• _Task item_
How many lines in these records hold the string "soundhole"? State only that number.

• _Data to examine_
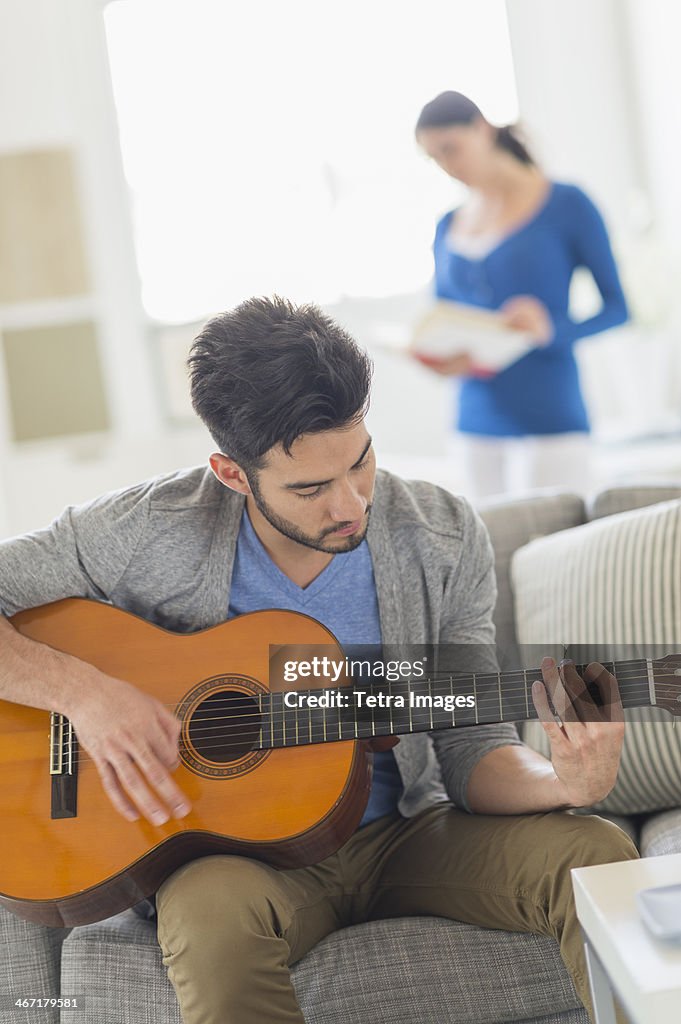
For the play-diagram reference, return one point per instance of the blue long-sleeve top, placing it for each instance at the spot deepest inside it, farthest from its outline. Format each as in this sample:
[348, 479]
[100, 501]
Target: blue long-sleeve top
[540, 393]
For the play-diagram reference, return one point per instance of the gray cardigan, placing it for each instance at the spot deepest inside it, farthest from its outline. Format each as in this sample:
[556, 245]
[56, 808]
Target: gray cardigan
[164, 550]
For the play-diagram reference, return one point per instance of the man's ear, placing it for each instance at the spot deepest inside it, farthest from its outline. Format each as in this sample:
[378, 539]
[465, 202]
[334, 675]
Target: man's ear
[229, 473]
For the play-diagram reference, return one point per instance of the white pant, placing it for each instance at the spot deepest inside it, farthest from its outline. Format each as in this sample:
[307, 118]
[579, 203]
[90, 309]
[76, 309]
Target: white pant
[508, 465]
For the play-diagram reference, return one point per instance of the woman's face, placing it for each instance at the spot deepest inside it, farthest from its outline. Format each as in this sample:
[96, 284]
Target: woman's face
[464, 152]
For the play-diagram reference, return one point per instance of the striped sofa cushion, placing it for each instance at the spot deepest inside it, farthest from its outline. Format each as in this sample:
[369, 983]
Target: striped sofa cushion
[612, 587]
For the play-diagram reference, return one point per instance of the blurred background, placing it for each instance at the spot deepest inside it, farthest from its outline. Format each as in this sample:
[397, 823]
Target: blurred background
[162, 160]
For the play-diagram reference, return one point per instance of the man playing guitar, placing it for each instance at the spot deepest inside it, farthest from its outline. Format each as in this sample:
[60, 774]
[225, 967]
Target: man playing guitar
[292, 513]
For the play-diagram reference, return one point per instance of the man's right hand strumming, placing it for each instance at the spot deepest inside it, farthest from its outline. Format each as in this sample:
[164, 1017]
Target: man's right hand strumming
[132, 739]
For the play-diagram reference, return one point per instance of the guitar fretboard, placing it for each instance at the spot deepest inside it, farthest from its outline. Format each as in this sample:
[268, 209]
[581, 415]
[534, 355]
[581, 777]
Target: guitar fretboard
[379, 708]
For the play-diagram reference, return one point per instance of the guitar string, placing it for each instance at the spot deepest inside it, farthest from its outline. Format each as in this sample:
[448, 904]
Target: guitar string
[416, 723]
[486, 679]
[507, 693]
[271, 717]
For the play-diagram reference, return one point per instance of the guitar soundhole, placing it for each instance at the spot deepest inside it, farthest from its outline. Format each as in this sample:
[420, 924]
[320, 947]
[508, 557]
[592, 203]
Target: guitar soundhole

• _Exercise answer_
2